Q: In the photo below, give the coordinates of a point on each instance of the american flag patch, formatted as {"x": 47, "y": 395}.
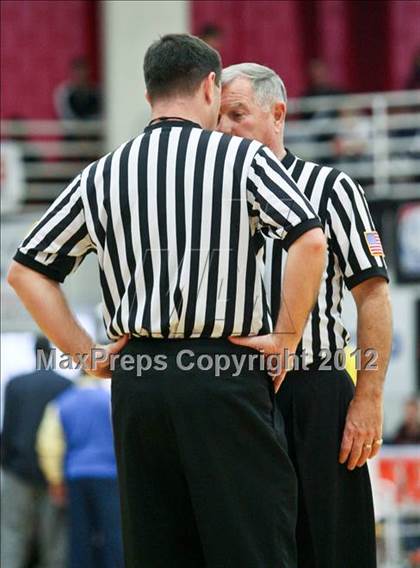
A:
{"x": 374, "y": 243}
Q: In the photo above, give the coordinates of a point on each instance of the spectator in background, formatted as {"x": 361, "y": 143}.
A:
{"x": 413, "y": 81}
{"x": 319, "y": 83}
{"x": 75, "y": 448}
{"x": 409, "y": 430}
{"x": 212, "y": 35}
{"x": 78, "y": 99}
{"x": 353, "y": 137}
{"x": 26, "y": 505}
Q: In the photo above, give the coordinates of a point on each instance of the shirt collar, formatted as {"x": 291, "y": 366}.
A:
{"x": 288, "y": 159}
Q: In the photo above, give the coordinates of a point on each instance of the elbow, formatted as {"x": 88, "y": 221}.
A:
{"x": 14, "y": 275}
{"x": 314, "y": 243}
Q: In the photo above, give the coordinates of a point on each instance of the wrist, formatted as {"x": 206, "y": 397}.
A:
{"x": 371, "y": 392}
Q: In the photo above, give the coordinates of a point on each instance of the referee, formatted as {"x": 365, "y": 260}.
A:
{"x": 327, "y": 425}
{"x": 175, "y": 217}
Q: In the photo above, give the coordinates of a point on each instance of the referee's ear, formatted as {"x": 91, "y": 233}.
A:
{"x": 279, "y": 114}
{"x": 209, "y": 84}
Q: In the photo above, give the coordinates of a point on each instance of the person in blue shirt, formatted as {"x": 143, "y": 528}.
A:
{"x": 76, "y": 454}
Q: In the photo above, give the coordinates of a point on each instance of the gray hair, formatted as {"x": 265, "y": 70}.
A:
{"x": 267, "y": 85}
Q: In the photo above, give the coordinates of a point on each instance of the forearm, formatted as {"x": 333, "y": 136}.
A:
{"x": 45, "y": 301}
{"x": 303, "y": 271}
{"x": 374, "y": 340}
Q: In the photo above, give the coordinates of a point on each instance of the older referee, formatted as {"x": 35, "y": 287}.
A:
{"x": 327, "y": 425}
{"x": 174, "y": 217}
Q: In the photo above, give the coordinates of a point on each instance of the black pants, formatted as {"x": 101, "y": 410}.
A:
{"x": 204, "y": 475}
{"x": 95, "y": 529}
{"x": 336, "y": 527}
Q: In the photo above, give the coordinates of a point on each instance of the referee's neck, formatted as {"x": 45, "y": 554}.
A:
{"x": 182, "y": 109}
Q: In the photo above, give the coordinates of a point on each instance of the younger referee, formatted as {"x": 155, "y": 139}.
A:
{"x": 175, "y": 216}
{"x": 327, "y": 424}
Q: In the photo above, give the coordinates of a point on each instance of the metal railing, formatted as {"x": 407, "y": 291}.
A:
{"x": 375, "y": 138}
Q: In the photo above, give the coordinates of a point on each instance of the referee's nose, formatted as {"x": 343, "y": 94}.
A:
{"x": 224, "y": 125}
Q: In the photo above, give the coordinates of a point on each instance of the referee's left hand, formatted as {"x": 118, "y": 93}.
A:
{"x": 362, "y": 436}
{"x": 101, "y": 369}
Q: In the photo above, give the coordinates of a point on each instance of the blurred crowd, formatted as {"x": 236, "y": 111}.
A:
{"x": 59, "y": 483}
{"x": 60, "y": 503}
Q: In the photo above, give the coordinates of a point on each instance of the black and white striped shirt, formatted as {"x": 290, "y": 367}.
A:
{"x": 353, "y": 252}
{"x": 176, "y": 218}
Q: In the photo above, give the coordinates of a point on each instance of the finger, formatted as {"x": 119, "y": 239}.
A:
{"x": 376, "y": 447}
{"x": 119, "y": 344}
{"x": 356, "y": 452}
{"x": 278, "y": 381}
{"x": 366, "y": 451}
{"x": 253, "y": 342}
{"x": 346, "y": 446}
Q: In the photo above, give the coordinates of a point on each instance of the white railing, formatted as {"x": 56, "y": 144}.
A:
{"x": 375, "y": 138}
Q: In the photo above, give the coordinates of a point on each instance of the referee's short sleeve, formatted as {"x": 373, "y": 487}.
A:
{"x": 352, "y": 233}
{"x": 59, "y": 241}
{"x": 283, "y": 211}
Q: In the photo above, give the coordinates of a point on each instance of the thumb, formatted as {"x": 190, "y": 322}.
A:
{"x": 253, "y": 342}
{"x": 119, "y": 344}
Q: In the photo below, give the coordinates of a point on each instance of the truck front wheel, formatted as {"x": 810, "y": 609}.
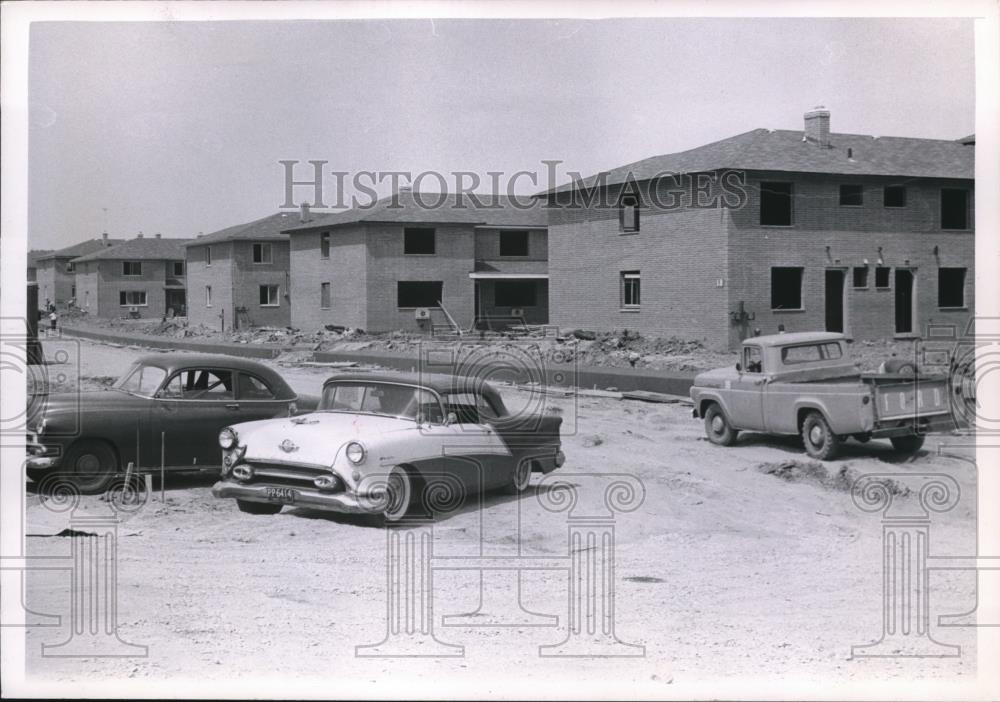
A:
{"x": 907, "y": 444}
{"x": 819, "y": 439}
{"x": 717, "y": 427}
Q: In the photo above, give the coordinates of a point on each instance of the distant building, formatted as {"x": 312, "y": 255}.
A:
{"x": 391, "y": 266}
{"x": 54, "y": 270}
{"x": 771, "y": 229}
{"x": 140, "y": 278}
{"x": 239, "y": 276}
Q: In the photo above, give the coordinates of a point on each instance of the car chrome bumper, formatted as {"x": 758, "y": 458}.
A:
{"x": 304, "y": 497}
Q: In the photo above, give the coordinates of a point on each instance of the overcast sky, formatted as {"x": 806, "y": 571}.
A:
{"x": 179, "y": 127}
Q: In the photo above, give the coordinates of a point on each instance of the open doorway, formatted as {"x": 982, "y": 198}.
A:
{"x": 904, "y": 301}
{"x": 835, "y": 299}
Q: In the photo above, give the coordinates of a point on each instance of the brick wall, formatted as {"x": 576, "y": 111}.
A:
{"x": 451, "y": 264}
{"x": 247, "y": 277}
{"x": 219, "y": 276}
{"x": 111, "y": 281}
{"x": 346, "y": 271}
{"x": 680, "y": 255}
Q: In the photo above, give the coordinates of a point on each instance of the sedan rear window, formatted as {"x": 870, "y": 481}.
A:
{"x": 141, "y": 380}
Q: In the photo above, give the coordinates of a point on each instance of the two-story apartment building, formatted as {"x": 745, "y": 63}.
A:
{"x": 54, "y": 270}
{"x": 412, "y": 259}
{"x": 770, "y": 230}
{"x": 140, "y": 278}
{"x": 239, "y": 276}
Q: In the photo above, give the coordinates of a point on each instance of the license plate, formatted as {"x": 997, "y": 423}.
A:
{"x": 286, "y": 495}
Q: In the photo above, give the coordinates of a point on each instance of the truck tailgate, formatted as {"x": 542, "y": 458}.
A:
{"x": 909, "y": 399}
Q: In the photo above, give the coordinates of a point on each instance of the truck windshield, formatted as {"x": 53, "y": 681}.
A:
{"x": 808, "y": 353}
{"x": 389, "y": 399}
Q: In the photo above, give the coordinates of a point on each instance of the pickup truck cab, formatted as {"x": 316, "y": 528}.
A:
{"x": 806, "y": 384}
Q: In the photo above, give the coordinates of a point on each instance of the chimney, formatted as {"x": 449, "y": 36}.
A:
{"x": 818, "y": 126}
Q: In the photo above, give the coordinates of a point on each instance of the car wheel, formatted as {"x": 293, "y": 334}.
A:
{"x": 818, "y": 437}
{"x": 717, "y": 427}
{"x": 519, "y": 479}
{"x": 257, "y": 507}
{"x": 399, "y": 494}
{"x": 907, "y": 444}
{"x": 90, "y": 466}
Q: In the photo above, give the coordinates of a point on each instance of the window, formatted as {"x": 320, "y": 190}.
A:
{"x": 423, "y": 293}
{"x": 514, "y": 293}
{"x": 954, "y": 208}
{"x": 251, "y": 387}
{"x": 261, "y": 253}
{"x": 951, "y": 287}
{"x": 132, "y": 298}
{"x": 882, "y": 277}
{"x": 418, "y": 240}
{"x": 631, "y": 288}
{"x": 786, "y": 288}
{"x": 851, "y": 196}
{"x": 513, "y": 243}
{"x": 200, "y": 384}
{"x": 861, "y": 276}
{"x": 776, "y": 204}
{"x": 829, "y": 351}
{"x": 268, "y": 295}
{"x": 628, "y": 214}
{"x": 894, "y": 196}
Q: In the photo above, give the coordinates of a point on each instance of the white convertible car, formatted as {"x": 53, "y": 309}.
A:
{"x": 386, "y": 444}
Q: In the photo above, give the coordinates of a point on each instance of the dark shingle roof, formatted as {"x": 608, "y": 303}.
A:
{"x": 146, "y": 248}
{"x": 422, "y": 208}
{"x": 269, "y": 227}
{"x": 785, "y": 150}
{"x": 81, "y": 249}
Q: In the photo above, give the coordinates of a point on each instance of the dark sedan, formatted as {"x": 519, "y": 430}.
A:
{"x": 165, "y": 409}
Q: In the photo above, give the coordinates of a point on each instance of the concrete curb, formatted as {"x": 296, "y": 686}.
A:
{"x": 556, "y": 374}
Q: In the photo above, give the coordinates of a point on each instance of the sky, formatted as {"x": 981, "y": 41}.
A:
{"x": 178, "y": 127}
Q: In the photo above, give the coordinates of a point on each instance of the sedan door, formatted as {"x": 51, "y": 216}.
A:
{"x": 194, "y": 405}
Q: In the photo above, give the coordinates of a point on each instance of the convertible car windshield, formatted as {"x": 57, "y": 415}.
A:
{"x": 388, "y": 399}
{"x": 141, "y": 380}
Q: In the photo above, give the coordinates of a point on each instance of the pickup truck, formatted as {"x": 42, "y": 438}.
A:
{"x": 806, "y": 384}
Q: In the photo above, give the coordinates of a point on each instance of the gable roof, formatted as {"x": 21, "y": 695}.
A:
{"x": 146, "y": 248}
{"x": 406, "y": 207}
{"x": 81, "y": 249}
{"x": 787, "y": 150}
{"x": 269, "y": 227}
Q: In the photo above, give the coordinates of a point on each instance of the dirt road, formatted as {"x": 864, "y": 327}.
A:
{"x": 750, "y": 561}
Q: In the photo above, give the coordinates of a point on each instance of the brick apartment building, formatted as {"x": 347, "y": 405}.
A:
{"x": 239, "y": 276}
{"x": 54, "y": 270}
{"x": 801, "y": 230}
{"x": 388, "y": 266}
{"x": 142, "y": 278}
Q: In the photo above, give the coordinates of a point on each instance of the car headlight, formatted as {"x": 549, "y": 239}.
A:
{"x": 227, "y": 438}
{"x": 355, "y": 453}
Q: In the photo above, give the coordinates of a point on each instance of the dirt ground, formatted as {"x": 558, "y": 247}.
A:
{"x": 744, "y": 561}
{"x": 618, "y": 349}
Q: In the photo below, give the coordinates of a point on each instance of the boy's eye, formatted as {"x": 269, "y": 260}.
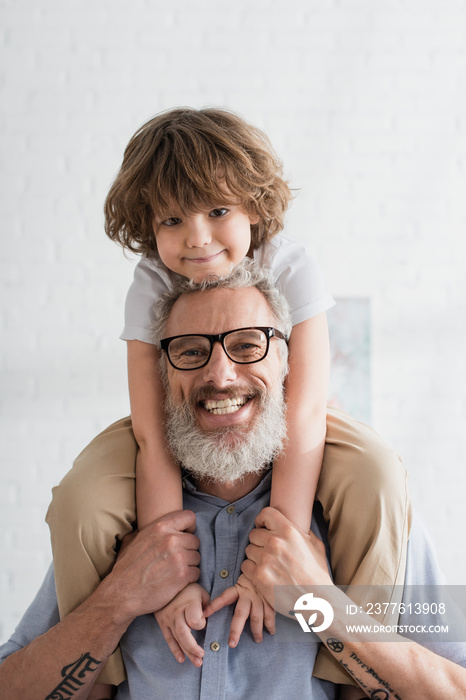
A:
{"x": 171, "y": 221}
{"x": 218, "y": 212}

[Set problem]: From the line with "the sky, formatted" down to the end of the entries, retype each line exactly as written, but drop the pictures.

[Complete answer]:
Q: In the photo above, give the coordinates of a point on each instance of the sky, formatted as {"x": 981, "y": 41}.
A:
{"x": 178, "y": 127}
Q: In the photo above, give the coordinates of a point on each instance of the sedan door, formatted as {"x": 51, "y": 216}.
A:
{"x": 194, "y": 405}
Q: In the photo above, give the coordinates of a point on each instance of the convertible car windshield, formatted as {"x": 57, "y": 415}.
A:
{"x": 388, "y": 399}
{"x": 141, "y": 380}
Q: In the photo above, give the coordinates of a point on each instance of the pickup truck, formatted as {"x": 42, "y": 438}.
A:
{"x": 806, "y": 384}
Q: In the photo above, give the coordinates of a point on each instance of the gable roof, formatted as {"x": 21, "y": 695}.
A:
{"x": 146, "y": 248}
{"x": 406, "y": 207}
{"x": 81, "y": 249}
{"x": 787, "y": 150}
{"x": 269, "y": 227}
Q: In the photo above, give the coordinates of a point on each instance of the dirt road, formatted as {"x": 864, "y": 327}.
A:
{"x": 750, "y": 561}
Q: In the photo above, give the coordinates of a point on each instance of the brick apartment building, formatted as {"x": 347, "y": 405}.
A:
{"x": 239, "y": 276}
{"x": 54, "y": 270}
{"x": 801, "y": 230}
{"x": 388, "y": 266}
{"x": 142, "y": 278}
Q: In the photo above, give the coordinates of a point on each instance of the car headlight, formatted as {"x": 549, "y": 239}.
A:
{"x": 227, "y": 438}
{"x": 355, "y": 453}
Q: In the photo above, give the coordinates of a point on each instance of the dirt ground, formatted as {"x": 558, "y": 247}.
A:
{"x": 744, "y": 561}
{"x": 618, "y": 349}
Q: In the photo below, give the coordinates of a point on each instance of the boy's eye, formatted as {"x": 269, "y": 260}.
A:
{"x": 171, "y": 221}
{"x": 218, "y": 212}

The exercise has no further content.